Article:
___

Hey, Shannon, welcome to the Dave Ramsey Show.
Hey, it's good to talk to you.
You too. What's up?
So my husband and I are on baby step two,
and I've had this rental property from before we got married since I bought it in 2008.
And I'm just trying to decide if I need to sell it.
If I got a buyer that would just buy it out from under me with no profit,
is that better than hanging on to it or just getting rid of the debt, period?
Because I can't seem to sell it and get any kind of profit.
Okay.
So it's not really making you any money either then? Well, I get about $300 and some odd dollars a month from their payments to me, but not anything substantial, no.
So what would it sell for?
I was told by an agent, 99, the highest number I got was 110, but it's not in the best condition.
And the tenants in it now, they pay like clockwork, but they have kind of just run it down.
This thing doesn't sound like a blessing to me.
Yeah, it's really not.
It's actually been a bit of a burden and but you know there's just
that little bit of money i take in and and just listening to you um yeah but it didn't work all
the time the burden is more than that and it's the property is deteriorating it's not appreciated
um the people are are trashy and, I'm getting rid of this thing.
Okay.
So if somebody says, here's $81,000, and that pays my mortgage off, I'm done with it.
There you go.
Right.
I'm out.
Yeah, I would tap out.
I'd be done.
I like real estate, but I like real estate that makes me smile when I talk about it,
and this doesn't make you smile.
Nothing about it does.

___

Stated goal:
Repeat word for word the part of the radio call above, starting at "So my husband" and ending at "the debt, period?".

___

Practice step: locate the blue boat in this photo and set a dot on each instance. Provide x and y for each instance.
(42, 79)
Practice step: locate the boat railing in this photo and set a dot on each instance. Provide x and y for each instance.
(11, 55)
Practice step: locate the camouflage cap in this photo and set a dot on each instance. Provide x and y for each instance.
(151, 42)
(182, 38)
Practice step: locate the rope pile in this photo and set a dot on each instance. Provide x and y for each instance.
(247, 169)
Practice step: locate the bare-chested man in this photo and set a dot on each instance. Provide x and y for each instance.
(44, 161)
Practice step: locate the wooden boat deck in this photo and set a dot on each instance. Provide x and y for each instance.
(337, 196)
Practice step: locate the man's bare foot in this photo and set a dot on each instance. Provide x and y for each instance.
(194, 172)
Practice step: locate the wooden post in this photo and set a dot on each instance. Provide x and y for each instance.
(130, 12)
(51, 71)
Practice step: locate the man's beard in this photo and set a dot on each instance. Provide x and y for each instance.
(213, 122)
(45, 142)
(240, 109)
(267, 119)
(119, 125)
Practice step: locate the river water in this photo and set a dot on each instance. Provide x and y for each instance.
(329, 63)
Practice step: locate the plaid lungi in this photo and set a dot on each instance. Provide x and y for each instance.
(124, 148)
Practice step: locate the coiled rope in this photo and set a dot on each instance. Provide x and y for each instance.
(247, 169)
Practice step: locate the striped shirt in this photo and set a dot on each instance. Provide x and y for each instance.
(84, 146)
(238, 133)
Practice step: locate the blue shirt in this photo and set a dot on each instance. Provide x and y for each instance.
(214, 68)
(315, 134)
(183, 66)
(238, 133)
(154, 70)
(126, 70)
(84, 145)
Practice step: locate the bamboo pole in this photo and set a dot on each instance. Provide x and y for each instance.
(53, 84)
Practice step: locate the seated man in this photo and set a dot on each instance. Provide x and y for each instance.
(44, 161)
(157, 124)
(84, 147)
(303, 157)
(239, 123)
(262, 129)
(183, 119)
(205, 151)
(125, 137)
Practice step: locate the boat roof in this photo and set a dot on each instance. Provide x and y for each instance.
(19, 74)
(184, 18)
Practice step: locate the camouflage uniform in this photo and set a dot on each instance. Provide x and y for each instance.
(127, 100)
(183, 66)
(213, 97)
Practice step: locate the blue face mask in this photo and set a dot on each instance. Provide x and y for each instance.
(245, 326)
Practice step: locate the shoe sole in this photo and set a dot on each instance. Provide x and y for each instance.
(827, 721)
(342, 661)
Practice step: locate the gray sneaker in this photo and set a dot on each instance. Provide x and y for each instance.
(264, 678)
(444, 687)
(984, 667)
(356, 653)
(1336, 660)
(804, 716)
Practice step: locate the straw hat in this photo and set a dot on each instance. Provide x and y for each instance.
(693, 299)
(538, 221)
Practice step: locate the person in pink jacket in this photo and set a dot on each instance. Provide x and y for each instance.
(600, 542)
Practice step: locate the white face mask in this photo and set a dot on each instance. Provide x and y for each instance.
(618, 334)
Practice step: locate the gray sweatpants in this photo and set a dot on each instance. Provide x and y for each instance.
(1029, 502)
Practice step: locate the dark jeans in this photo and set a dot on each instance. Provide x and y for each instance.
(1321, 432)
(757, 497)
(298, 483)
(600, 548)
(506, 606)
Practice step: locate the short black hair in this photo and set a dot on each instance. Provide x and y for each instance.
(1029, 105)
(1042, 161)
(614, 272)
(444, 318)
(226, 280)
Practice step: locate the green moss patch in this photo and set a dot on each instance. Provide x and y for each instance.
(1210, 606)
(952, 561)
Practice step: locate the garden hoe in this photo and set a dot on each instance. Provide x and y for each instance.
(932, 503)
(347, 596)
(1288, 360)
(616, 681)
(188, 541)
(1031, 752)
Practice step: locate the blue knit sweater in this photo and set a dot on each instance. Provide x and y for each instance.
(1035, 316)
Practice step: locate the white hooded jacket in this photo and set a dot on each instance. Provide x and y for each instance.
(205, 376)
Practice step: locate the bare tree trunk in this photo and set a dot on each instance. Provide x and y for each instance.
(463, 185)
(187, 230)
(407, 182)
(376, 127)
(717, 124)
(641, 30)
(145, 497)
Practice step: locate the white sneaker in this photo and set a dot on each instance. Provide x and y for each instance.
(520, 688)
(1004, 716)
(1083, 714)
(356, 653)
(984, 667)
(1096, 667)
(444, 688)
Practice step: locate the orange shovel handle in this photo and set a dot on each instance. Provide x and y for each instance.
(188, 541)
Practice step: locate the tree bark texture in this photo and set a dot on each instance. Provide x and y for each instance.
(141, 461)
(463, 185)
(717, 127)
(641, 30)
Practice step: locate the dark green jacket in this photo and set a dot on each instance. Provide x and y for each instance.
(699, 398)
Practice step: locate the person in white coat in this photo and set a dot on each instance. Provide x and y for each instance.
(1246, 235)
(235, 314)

___

Response for this exercise:
So my husband and I are on baby step two,
and I've had this rental property from before we got married since I bought it in 2008.
And I'm just trying to decide if I need to sell it.
If I got a buyer that would just buy it out from under me with no profit,
is that better than hanging on to it or just getting rid of the debt, period?